§ DATA IN THIS EXERCISE
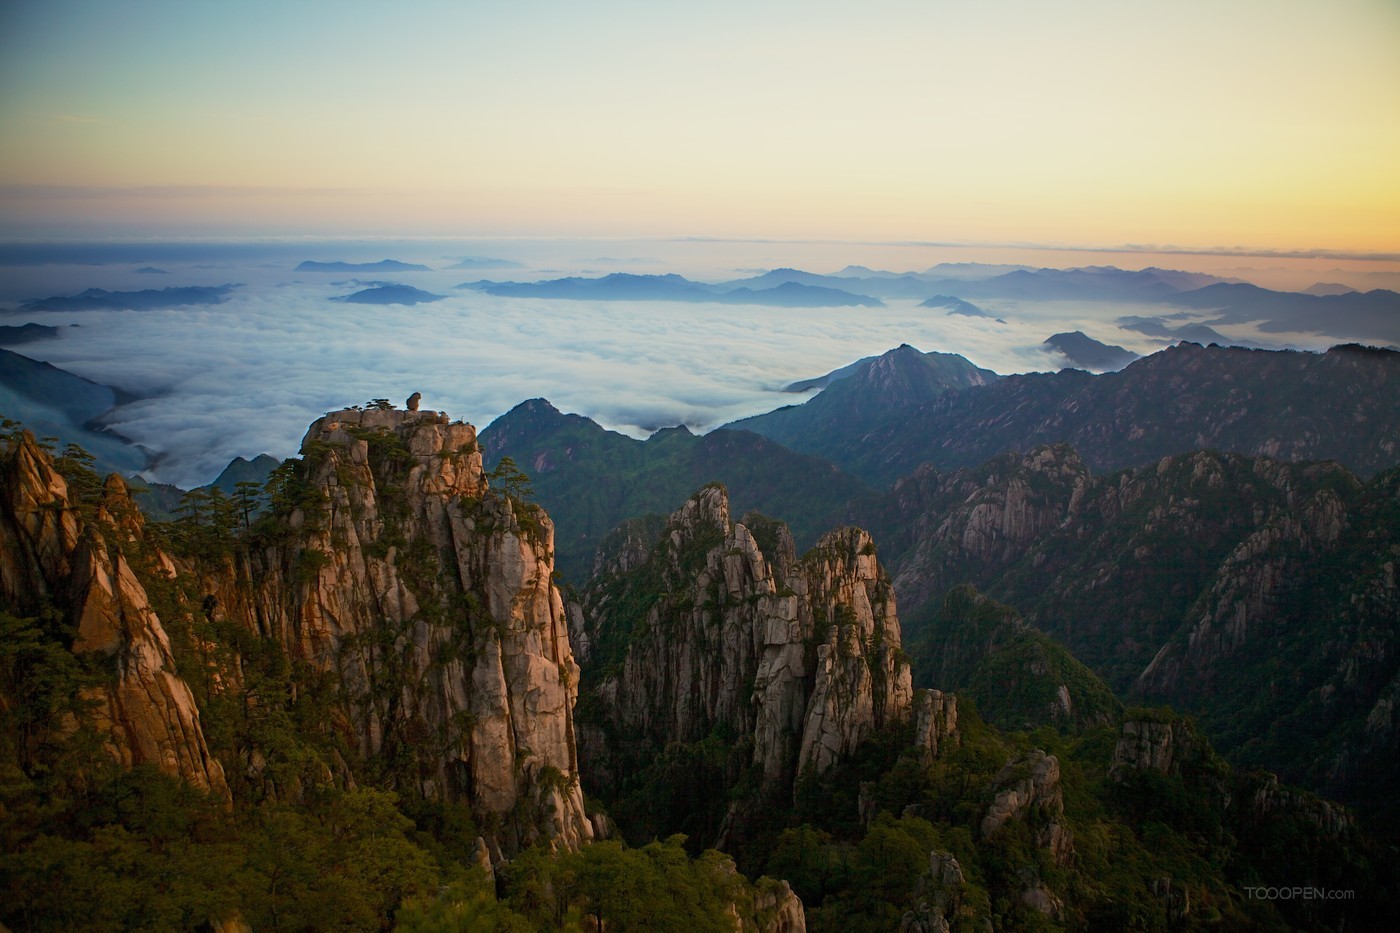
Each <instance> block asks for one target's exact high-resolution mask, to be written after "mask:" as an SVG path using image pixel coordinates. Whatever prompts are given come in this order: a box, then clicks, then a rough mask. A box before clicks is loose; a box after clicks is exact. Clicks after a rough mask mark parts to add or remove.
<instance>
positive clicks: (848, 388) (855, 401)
mask: <svg viewBox="0 0 1400 933" xmlns="http://www.w3.org/2000/svg"><path fill="white" fill-rule="evenodd" d="M840 371H841V370H837V371H836V373H840ZM832 375H834V374H832ZM823 378H827V380H830V377H823ZM1000 378H1001V377H1000V375H997V374H995V373H993V371H991V370H984V368H981V367H979V366H974V364H973V363H970V361H969V360H967V359H966V357H962V356H958V354H956V353H937V352H934V353H923V352H920V350H917V349H914V347H911V346H909V345H907V343H903V345H900V346H897V347H895V349H893V350H889V352H888V353H883V354H882V356H878V357H874V359H871V360H868V361H865V363H860V364H857V366H854V368H851V370H850V373H848V375H846V377H844V378H839V380H834V381H829V385H827V387H826V388H825V389H822V392H820V394H819V395H816V396H815V398H812V399H809V401H806V402H805V403H802V405H790V406H787V408H780V409H777V410H773V412H769V413H766V415H755V416H753V417H745V419H741V420H736V422H731V423H729V424H727V426H725V427H732V429H738V430H748V431H755V433H757V434H763V436H764V437H771V438H773V440H776V441H777V443H780V444H784V445H787V447H791V448H792V450H799V451H802V452H808V454H816V455H818V457H825V458H827V459H832V461H833V462H837V464H840V459H837V457H841V455H843V454H844V451H846V447H847V445H851V447H854V448H858V447H861V441H860V440H858V437H864V436H865V434H869V433H872V431H889V433H893V434H897V433H899V423H900V422H902V420H903V419H904V417H906V416H909V415H910V413H913V412H917V410H918V409H921V408H923V406H924V405H925V403H928V402H931V401H934V399H935V398H938V396H939V395H944V394H946V392H952V391H958V389H966V388H970V387H976V385H988V384H991V382H994V381H997V380H1000ZM850 461H851V462H853V464H857V458H850ZM843 469H848V466H843Z"/></svg>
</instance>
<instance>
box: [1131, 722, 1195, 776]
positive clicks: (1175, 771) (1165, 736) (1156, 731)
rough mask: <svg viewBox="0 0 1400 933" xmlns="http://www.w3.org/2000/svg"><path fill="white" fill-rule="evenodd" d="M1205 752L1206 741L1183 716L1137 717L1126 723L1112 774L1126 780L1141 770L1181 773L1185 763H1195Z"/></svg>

§ ABOUT THIS TASK
Rewrite the stretch of the data from the line containing "</instance>" through the end, changing "rough mask" to "coarse mask" and leaving everything else as it is.

§ RESULT OF THE TASK
</instance>
<instance>
box: [1131, 722, 1195, 776]
positive clicks: (1175, 771) (1165, 736) (1156, 731)
coarse mask: <svg viewBox="0 0 1400 933" xmlns="http://www.w3.org/2000/svg"><path fill="white" fill-rule="evenodd" d="M1205 752L1206 741L1183 716L1137 717L1126 723L1112 774L1126 780L1141 770L1181 773L1185 763H1195Z"/></svg>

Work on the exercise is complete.